** Deine Aufgabe **
Schreib den Text über Charles Mingus von „Wurde Mr. Mingus“ bis hinunter zu „noch tanzen konnte.“ neu und setze dabei „Kontrabass“ an die Stelle von „Bass“.

** Textauszug **

Wurde Mr. Mingus im Verlauf seiner vier Jahrzehnte umspannenden Karriere irgendwann einmal richtig komplett? Nein. Und genau das macht seine Musik auch heute noch so unfassbar aufregend: Mingus war ein Revolutionär, der alle Jazz-Formen, mit denen er sich beschäftigte, bis aufs Maximum ausdehnte. Seinen Bass zupfte er mit einem Jähzorn, der jede Sekunde droht, die Saiten zu zerreißen. Seine Kompositionen waren atemberaubende Proto-Free-Jazz-Feuerwerke, egal ob in kleiner Besetzung oder für Bigband. Selbst scheiternde Experimente klangen bei ihm stets hochinteressant. Und das Wichtigste: Egal, wie abenteuerlich die Harmonien und Freakouts klangen, der Swing war stets im Fokus. Er schrieb apokalyptische Jazz-Psychodramen, zu denen man auch noch tanzen konnte.

Heute, am 22. April 2022, wäre Charles Mingus 100 Jahre alt geworden. Wir haben diesen wunderbar unkompletten Künstler in neun Songs porträtiert.

„Prayer For Passive Resistance“ (ca. 1930er-Jahre/1960)

** Inhalt der Daten **
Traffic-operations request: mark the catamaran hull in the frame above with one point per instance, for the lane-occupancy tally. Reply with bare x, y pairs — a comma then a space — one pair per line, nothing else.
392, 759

** Ergebnis **
Wurde Mr. Mingus im Verlauf seiner vier Jahrzehnte umspannenden Karriere irgendwann einmal richtig komplett? Nein. Und genau das macht seine Musik auch heute noch so unfassbar aufregend: Mingus war ein Revolutionär, der alle Jazz-Formen, mit denen er sich beschäftigte, bis aufs Maximum ausdehnte. Seinen Kontrabass zupfte er mit einem Jähzorn, der jede Sekunde droht, die Saiten zu zerreißen. Seine Kompositionen waren atemberaubende Proto-Free-Jazz-Feuerwerke, egal ob in kleiner Besetzung oder für Bigband. Selbst scheiternde Experimente klangen bei ihm stets hochinteressant. Und das Wichtigste: Egal, wie abenteuerlich die Harmonien und Freakouts klangen, der Swing war stets im Fokus. Er schrieb apokalyptische Jazz-Psychodramen, zu denen man auch noch tanzen konnte.